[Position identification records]

* start *

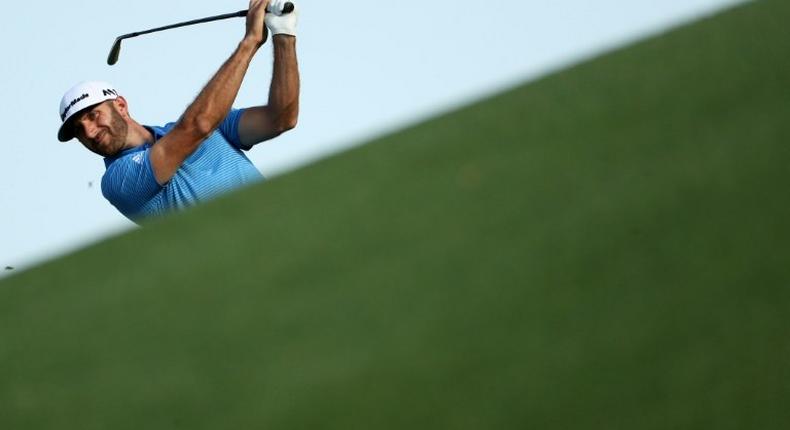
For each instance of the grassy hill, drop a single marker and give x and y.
(605, 248)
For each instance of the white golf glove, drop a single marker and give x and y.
(279, 23)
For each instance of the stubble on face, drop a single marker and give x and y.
(116, 131)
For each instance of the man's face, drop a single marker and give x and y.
(102, 129)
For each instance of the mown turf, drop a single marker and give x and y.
(605, 248)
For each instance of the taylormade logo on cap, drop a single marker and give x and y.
(79, 97)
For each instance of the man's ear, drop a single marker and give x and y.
(121, 106)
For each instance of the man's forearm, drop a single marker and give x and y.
(284, 89)
(215, 100)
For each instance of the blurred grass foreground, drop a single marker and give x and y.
(604, 248)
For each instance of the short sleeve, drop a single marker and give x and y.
(230, 128)
(129, 183)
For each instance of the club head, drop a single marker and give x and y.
(114, 52)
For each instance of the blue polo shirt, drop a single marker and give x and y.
(217, 166)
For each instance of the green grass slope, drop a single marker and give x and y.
(605, 248)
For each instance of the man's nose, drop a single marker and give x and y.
(89, 129)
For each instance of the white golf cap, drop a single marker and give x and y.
(81, 96)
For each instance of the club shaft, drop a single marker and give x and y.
(242, 13)
(186, 23)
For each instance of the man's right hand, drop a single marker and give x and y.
(256, 30)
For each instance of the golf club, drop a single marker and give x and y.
(116, 46)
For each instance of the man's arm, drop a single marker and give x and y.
(282, 111)
(262, 123)
(213, 103)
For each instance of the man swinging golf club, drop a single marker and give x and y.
(153, 170)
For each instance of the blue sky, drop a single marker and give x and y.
(367, 68)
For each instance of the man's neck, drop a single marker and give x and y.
(138, 136)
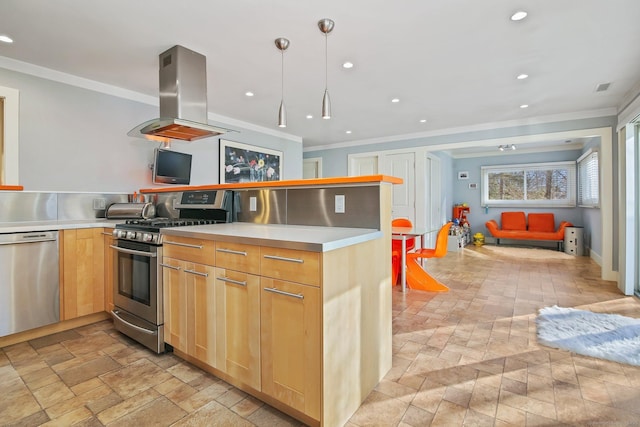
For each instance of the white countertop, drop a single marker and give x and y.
(27, 226)
(300, 237)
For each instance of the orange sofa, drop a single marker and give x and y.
(535, 226)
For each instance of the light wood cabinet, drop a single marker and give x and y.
(292, 265)
(109, 257)
(174, 303)
(82, 288)
(290, 343)
(189, 308)
(199, 251)
(238, 325)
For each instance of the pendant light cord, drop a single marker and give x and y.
(326, 60)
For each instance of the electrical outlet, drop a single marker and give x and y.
(99, 204)
(340, 203)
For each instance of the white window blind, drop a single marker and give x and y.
(534, 184)
(589, 180)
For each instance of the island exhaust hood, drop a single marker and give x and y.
(183, 100)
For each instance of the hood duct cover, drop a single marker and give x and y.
(183, 99)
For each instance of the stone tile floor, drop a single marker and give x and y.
(465, 357)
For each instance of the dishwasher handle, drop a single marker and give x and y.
(17, 238)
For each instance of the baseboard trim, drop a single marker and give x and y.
(53, 328)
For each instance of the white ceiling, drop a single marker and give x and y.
(453, 63)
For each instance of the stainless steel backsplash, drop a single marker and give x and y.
(310, 206)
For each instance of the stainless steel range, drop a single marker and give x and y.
(138, 273)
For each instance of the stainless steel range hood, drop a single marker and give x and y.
(183, 100)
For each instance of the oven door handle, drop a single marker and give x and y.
(136, 327)
(134, 252)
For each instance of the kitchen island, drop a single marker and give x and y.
(297, 315)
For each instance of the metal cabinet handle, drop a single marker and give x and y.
(136, 327)
(235, 282)
(279, 258)
(197, 273)
(134, 252)
(186, 245)
(289, 294)
(229, 251)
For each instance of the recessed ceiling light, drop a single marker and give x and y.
(519, 15)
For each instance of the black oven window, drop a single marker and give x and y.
(134, 279)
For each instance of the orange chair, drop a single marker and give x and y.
(417, 277)
(395, 267)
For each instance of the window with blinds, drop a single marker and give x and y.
(534, 184)
(589, 180)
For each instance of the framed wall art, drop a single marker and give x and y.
(248, 163)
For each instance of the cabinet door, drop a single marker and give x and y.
(238, 325)
(108, 268)
(291, 349)
(200, 311)
(82, 272)
(174, 303)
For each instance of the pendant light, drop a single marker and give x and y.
(326, 25)
(282, 44)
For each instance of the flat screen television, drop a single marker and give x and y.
(171, 167)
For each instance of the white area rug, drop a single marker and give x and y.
(605, 336)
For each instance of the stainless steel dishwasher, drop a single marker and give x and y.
(29, 291)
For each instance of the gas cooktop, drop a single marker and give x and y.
(154, 224)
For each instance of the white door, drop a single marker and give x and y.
(433, 202)
(312, 168)
(402, 165)
(360, 165)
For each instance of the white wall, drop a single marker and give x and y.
(75, 139)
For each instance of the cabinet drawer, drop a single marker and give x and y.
(291, 265)
(189, 249)
(238, 257)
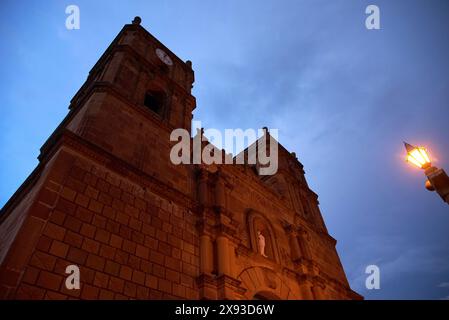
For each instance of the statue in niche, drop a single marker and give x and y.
(261, 241)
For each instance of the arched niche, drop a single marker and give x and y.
(257, 222)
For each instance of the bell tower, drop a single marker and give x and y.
(105, 196)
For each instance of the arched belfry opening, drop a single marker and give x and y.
(155, 100)
(265, 295)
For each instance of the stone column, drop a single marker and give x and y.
(318, 292)
(223, 255)
(206, 258)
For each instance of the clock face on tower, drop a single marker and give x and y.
(164, 57)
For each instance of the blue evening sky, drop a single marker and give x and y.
(343, 98)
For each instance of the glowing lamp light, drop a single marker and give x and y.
(417, 156)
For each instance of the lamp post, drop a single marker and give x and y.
(437, 179)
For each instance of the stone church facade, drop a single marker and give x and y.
(106, 198)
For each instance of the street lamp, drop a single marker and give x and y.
(437, 179)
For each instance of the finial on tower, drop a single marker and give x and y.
(137, 20)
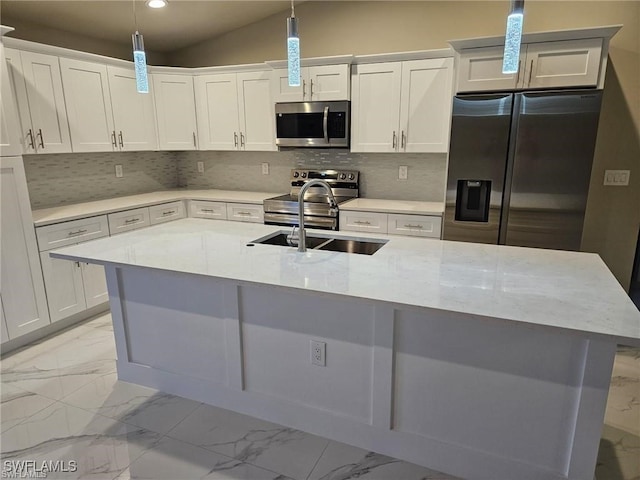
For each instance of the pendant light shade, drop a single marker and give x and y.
(140, 63)
(513, 37)
(293, 50)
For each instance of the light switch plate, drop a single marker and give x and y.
(618, 178)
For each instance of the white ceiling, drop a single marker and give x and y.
(182, 23)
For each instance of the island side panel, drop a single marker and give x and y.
(473, 397)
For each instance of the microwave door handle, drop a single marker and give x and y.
(325, 122)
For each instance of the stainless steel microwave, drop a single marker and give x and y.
(313, 124)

* end *

Lay out every line of the listing above as a Markdown table with the columns Row and Line, skipping blank lines. Leave the pictures out of the table.

## [Exercise output]
| Row | Line |
|---|---|
| 1 | For each instance of the grassy hill, drop a single marker and give x and y. |
| 2 | (605, 248) |
| 3 | For each instance of the white golf glove, drop a single marker and give x and y. |
| 4 | (279, 23) |
| 5 | For each instance of the stubble on face, drop a single marker and give x and y. |
| 6 | (116, 131) |
| 7 | For each instance of the man's face, drop a single marker and give x and y. |
| 8 | (102, 129) |
| 9 | For each instance of the mown turf, drop a single marker and give x and y. |
| 10 | (605, 248) |
| 11 | For each instance of the taylormade logo on cap, drop a single marker and give x and y. |
| 12 | (79, 97) |
| 13 | For each instance of the man's ear, drop a single marker and give x and y. |
| 14 | (121, 106) |
| 15 | For each instance of the man's forearm, drop a single marker and give x and y. |
| 16 | (284, 89) |
| 17 | (215, 100) |
| 18 | For each instance of the blurred grass foreground, drop a single marker and give x and y. |
| 19 | (604, 248) |
| 20 | For each instance of the short sleeve, drop a single marker and give x and y. |
| 21 | (230, 128) |
| 22 | (129, 183) |
| 23 | For each instance of the club head, drop a single marker and give x and y. |
| 24 | (114, 52) |
| 25 | For each instance of the blue polo shirt, drop a single marker and give x and y. |
| 26 | (217, 166) |
| 27 | For each instance of the green grass slope, drop a single marker and give x and y. |
| 28 | (605, 248) |
| 29 | For each instance of the man's nose, drop a single marker and give x and y. |
| 30 | (89, 129) |
| 31 | For each instance of the white golf cap, drop a single marker and give x and y. |
| 32 | (81, 96) |
| 33 | For each instance of the club shaft, drop a single marker and give x and y. |
| 34 | (242, 13) |
| 35 | (186, 23) |
| 36 | For each instance of the man's right hand, drop a single marker and give x and y. |
| 37 | (256, 30) |
| 38 | For each instance of the golf club, drop a single marker and give x and y. |
| 39 | (116, 46) |
| 40 | For each instance of the man's arm, drop a single marker and give x and y. |
| 41 | (282, 111) |
| 42 | (262, 123) |
| 43 | (213, 103) |
| 44 | For each instance of the man swinging golf club, drop a single marker and give x and y. |
| 45 | (153, 170) |
| 46 | For each instance of the blue sky, drop a single marker and give x and y. |
| 47 | (367, 68) |
| 48 | For each instance of the man's neck, drop a single marker and give x and y. |
| 49 | (138, 136) |
| 50 | For each instance of the white countertop, drop a single marker and give x and y. |
| 51 | (27, 226) |
| 52 | (300, 237) |
| 53 | For each instance of the orange sofa, drop a single marker and give x and y. |
| 54 | (535, 226) |
| 55 | For each instance of the light wood cabinet, drop a single marker and give x and y. |
| 56 | (292, 265) |
| 57 | (109, 257) |
| 58 | (174, 303) |
| 59 | (82, 288) |
| 60 | (290, 343) |
| 61 | (189, 308) |
| 62 | (199, 251) |
| 63 | (238, 325) |
| 64 | For each instance of the pendant light cord, drop a single marker and give x and y. |
| 65 | (326, 60) |
| 66 | For each instance of the electrical outlet, drop a single marker and give x and y. |
| 67 | (99, 204) |
| 68 | (340, 203) |
| 69 | For each instance of the white window blind, drop a single marker and give x and y. |
| 70 | (534, 184) |
| 71 | (589, 180) |
| 72 | For each instance of the island exhaust hood, drop a single marker and give x and y. |
| 73 | (183, 100) |
| 74 | For each instance of the hood duct cover, drop a single marker and give x and y. |
| 75 | (183, 99) |
| 76 | For each instance of the stone tile floor, drop a single marker and give x and y. |
| 77 | (465, 357) |
| 78 | For each instance of the dishwasher handle, drop a single marker and give x and y. |
| 79 | (17, 238) |
| 80 | For each instance of the baseboard trim, drop a single marker and give x and y. |
| 81 | (53, 328) |
| 82 | For each instance of the white ceiling, drop a single marker and give x and y. |
| 83 | (453, 63) |
| 84 | For each instance of the stainless steel backsplash, drop a single marker and give x and y. |
| 85 | (310, 206) |
| 86 | For each instance of the stainless steel range, drop a single marker and give x and y. |
| 87 | (138, 273) |
| 88 | For each instance of the stainless steel range hood, drop a single marker and give x and y. |
| 89 | (183, 100) |
| 90 | For each instance of the oven door handle, drop a single marker and give x and y. |
| 91 | (136, 327) |
| 92 | (134, 252) |
| 93 | For each instance of the kitchen island, drop a single marker and give x and y. |
| 94 | (297, 315) |
| 95 | For each instance of the metal cabinet handle, drop a single marker and give x and y. |
| 96 | (136, 327) |
| 97 | (235, 282) |
| 98 | (279, 258) |
| 99 | (197, 273) |
| 100 | (134, 252) |
| 101 | (186, 245) |
| 102 | (289, 294) |
| 103 | (229, 251) |
| 104 | For each instance of the recessed ceiling light, drop a single marker and give x and y. |
| 105 | (519, 15) |
| 106 | For each instance of the black oven window, drop a single marker and give x and y. |
| 107 | (134, 279) |
| 108 | For each instance of the orange chair, drop a single marker and give x and y. |
| 109 | (417, 277) |
| 110 | (395, 267) |
| 111 | For each instance of the window with blinds, drop a single marker and give x and y. |
| 112 | (534, 184) |
| 113 | (589, 180) |
| 114 | For each instance of the framed wall art, drop a single marker and give x and y. |
| 115 | (248, 163) |
| 116 | For each instance of the cabinet door, drop a single marker and give x and y. |
| 117 | (238, 325) |
| 118 | (108, 268) |
| 119 | (291, 349) |
| 120 | (200, 311) |
| 121 | (82, 272) |
| 122 | (174, 303) |
| 123 | For each instance of the pendant light, drop a single marker and give x and y. |
| 124 | (326, 25) |
| 125 | (282, 44) |
| 126 | For each instance of the flat screen television, drop a single marker and give x and y. |
| 127 | (171, 167) |
| 128 | For each instance of the white area rug, drop a single marker and give x and y. |
| 129 | (605, 336) |
| 130 | For each instance of the stainless steel dishwasher, drop a single marker and give x and y. |
| 131 | (29, 291) |
| 132 | For each instance of the gas cooktop, drop a single marker and give x and y. |
| 133 | (154, 224) |
| 134 | For each instance of the white door, drop a single marker and give x and y. |
| 135 | (433, 202) |
| 136 | (312, 168) |
| 137 | (402, 165) |
| 138 | (360, 165) |
| 139 | For each instance of the white wall, drop a single marker and give x and y. |
| 140 | (75, 139) |
| 141 | For each instance of the cabinet drawer, drop a single marker and give x and y. |
| 142 | (291, 265) |
| 143 | (189, 249) |
| 144 | (238, 257) |
| 145 | For each instance of the statue in niche, drop a single marker and give x and y. |
| 146 | (261, 241) |
| 147 | For each instance of the arched niche, drop a single marker and give x and y. |
| 148 | (257, 222) |
| 149 | For each instance of the bell tower, drop a single marker and give x and y. |
| 150 | (105, 196) |
| 151 | For each instance of the arched belfry opening, drop a single marker and give x and y. |
| 152 | (155, 100) |
| 153 | (265, 295) |
| 154 | For each instance of the stone column, drop a single marker and give x and y. |
| 155 | (318, 292) |
| 156 | (223, 255) |
| 157 | (206, 258) |
| 158 | For each instance of the clock face on tower, drop a single marker and give x and y. |
| 159 | (164, 57) |
| 160 | For each instance of the blue evening sky, drop a single marker and give x and y. |
| 161 | (343, 98) |
| 162 | For each instance of the glowing lamp light, drop a single marker and give x and y. |
| 163 | (417, 156) |
| 164 | For each instance of the lamp post, drop a single marker and give x and y. |
| 165 | (437, 179) |
| 166 | For each instance of the stone church facade, drop a single marker and give x and y. |
| 167 | (106, 198) |
| 168 | For each instance of the street lamp, drop a single marker and give x and y. |
| 169 | (437, 179) |
| 170 | For each instance of the finial on tower, drop a single marker and give x and y. |
| 171 | (137, 20) |
| 172 | For each instance of the pendant light shade, drop a single marker and give x and y. |
| 173 | (140, 63) |
| 174 | (513, 37) |
| 175 | (293, 50) |
| 176 | For each instance of the light switch plate, drop a single marker and give x and y. |
| 177 | (618, 178) |
| 178 | For each instance of the white ceiling, drop a single marker and give x and y. |
| 179 | (182, 23) |
| 180 | For each instance of the island side panel, drop a single marker and give x and y. |
| 181 | (473, 397) |
| 182 | For each instance of the microwave door handle, drop a single marker and give x and y. |
| 183 | (325, 122) |
| 184 | For each instance of the stainless steel microwave, drop a single marker and give x and y. |
| 185 | (313, 124) |